__TASK BRIEF__. The answer must be an exact copy of the records, with every picture left out.

-- INPUT FOR THIS TASK follows --

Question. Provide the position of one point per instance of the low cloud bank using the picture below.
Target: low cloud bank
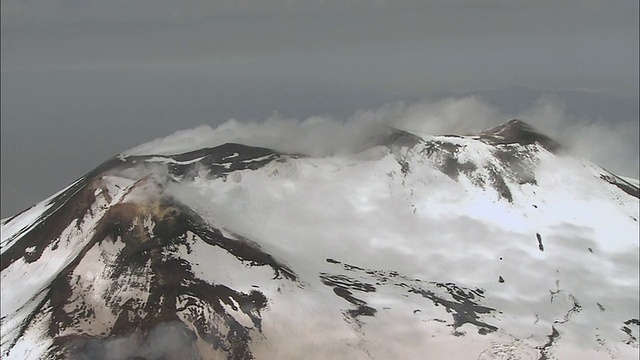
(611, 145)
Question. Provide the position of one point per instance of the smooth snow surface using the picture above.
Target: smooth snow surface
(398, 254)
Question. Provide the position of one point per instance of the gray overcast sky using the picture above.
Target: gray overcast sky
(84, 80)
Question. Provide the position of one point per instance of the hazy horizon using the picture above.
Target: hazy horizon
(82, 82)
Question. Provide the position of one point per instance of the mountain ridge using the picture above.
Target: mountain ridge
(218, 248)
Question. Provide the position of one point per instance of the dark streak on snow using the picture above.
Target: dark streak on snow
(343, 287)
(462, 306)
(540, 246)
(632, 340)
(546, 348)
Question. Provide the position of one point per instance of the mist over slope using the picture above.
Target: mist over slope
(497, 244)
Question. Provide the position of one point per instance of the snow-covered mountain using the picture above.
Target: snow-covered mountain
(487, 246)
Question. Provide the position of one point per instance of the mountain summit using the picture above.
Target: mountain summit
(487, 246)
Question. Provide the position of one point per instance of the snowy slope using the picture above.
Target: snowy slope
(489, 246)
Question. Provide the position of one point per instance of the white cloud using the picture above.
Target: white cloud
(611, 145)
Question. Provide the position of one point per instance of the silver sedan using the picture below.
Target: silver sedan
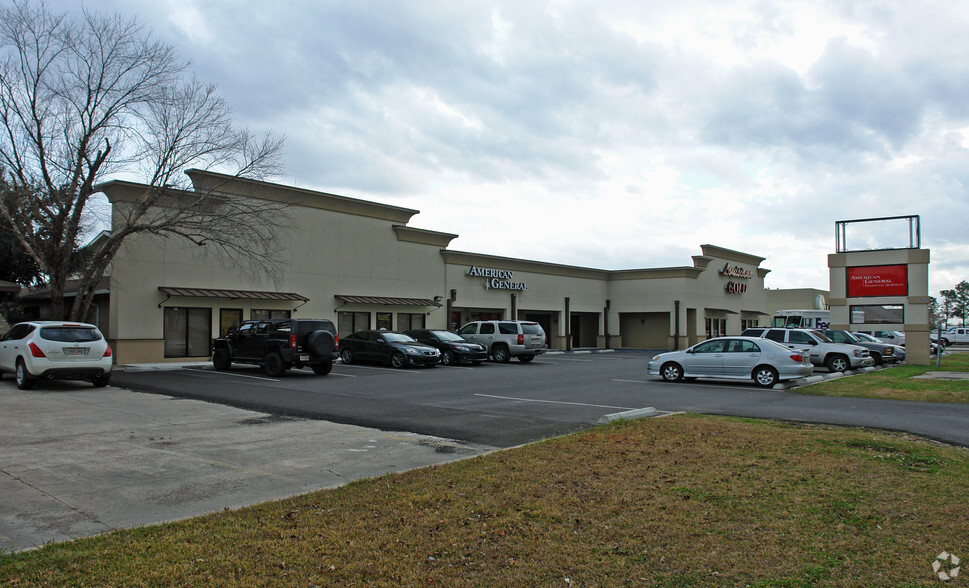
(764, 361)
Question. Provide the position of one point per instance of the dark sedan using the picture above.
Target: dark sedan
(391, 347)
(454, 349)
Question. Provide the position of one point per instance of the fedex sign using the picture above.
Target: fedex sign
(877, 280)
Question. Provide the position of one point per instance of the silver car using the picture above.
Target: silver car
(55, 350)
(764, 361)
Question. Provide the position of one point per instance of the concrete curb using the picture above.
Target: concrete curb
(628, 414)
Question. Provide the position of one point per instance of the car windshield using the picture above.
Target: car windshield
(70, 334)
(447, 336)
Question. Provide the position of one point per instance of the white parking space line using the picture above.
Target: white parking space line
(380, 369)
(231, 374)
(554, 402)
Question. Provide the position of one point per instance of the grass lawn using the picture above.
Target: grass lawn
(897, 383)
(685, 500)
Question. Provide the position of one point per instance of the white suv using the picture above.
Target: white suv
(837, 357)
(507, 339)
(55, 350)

-- INPUT FOR THIS TASK concluded --

__RESPONSE AREA__.
Question. Provide the position of one point per instance of the low cloud bank using the picture below.
Target: low cloud bank
(611, 145)
Question. Provide the position of one point per instance of the smooth snow surface using the picture above.
Target: smooth snow surface
(398, 254)
Question. Provide the position of one point per instance of the gray overcast sky using the picture above.
Target: gray overcast sky
(84, 80)
Question. Provide the position of one point per instance of the hazy horizon using the picture above.
Target: hazy horizon
(82, 82)
Question. Provide the position of one point per instance of the mountain ridge using the picture above.
Target: mountain ridge
(218, 248)
Question. Provide the position of one point per instance of the dark streak on snow using the picture above.
Target: dark streak on snow
(343, 287)
(462, 306)
(540, 246)
(632, 340)
(546, 348)
Question. Provide the position of one point per instance of the mist over slope using the picture above.
Target: mist over slope
(497, 244)
Question. Provide the position of one point per instance of the snow-covered mountain using the picture above.
Target: snow-covered mountain
(487, 246)
Question. Provide the position of one point per instance of the mountain summit using the picture above.
Target: mountain summit
(487, 246)
Question. Provide the position of one point per instance of the snowy slope using the picture above.
Target: snowy slope
(489, 246)
Question. Provide the position of one point per instance of the white cloud using the picture above.
Target: white cloud
(611, 145)
Question. Provide the position of one point per instance of the silver sedan using the picture below.
Target: silver sedan
(764, 361)
Question. Provide the position of one point per instance of the dark sedan using the picture above.
Target: dark sedan
(391, 347)
(454, 349)
Question. Provide the position of one point per instance of the fedex sign using the picture above.
Target: fedex sign
(877, 280)
Question. Provide the position of one point per instance of the silver car using the picture above.
Target: silver car
(55, 350)
(764, 361)
Question. Provide the position of one point per instance of the concrete curb using the picture above.
Target: concrete curb
(628, 414)
Question. Provide the position of one point per instance of the car windshield using the picture above.
Target: car windshield
(70, 334)
(447, 336)
Question. Provide the position of one point per instance of the white parking space line using the picture above.
Target: white parking space line
(380, 369)
(231, 374)
(554, 402)
Question. Provide the position of one point per instance of the grass lawn using the picture above.
Target: grass lawn
(897, 383)
(685, 500)
Question. Provide the position of one point per instance of the white suv using the picture above.
Target: white suv
(837, 357)
(507, 339)
(55, 350)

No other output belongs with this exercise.